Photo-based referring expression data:
*** Block opens ***

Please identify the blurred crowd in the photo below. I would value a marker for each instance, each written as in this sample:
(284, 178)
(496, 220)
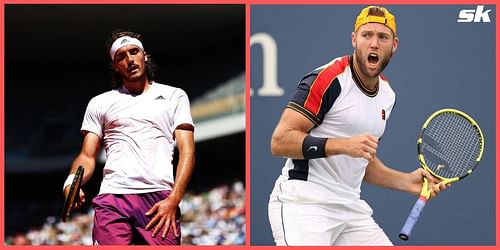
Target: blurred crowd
(215, 217)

*** Block closes ***

__Work item__: Make an exact copy of the records shown above, without the pictures.

__Your solution__:
Please identify the blurred crowd in the photo below. I would value a marker for each instance, each written as in this sample:
(284, 178)
(496, 220)
Target: blurred crowd
(215, 217)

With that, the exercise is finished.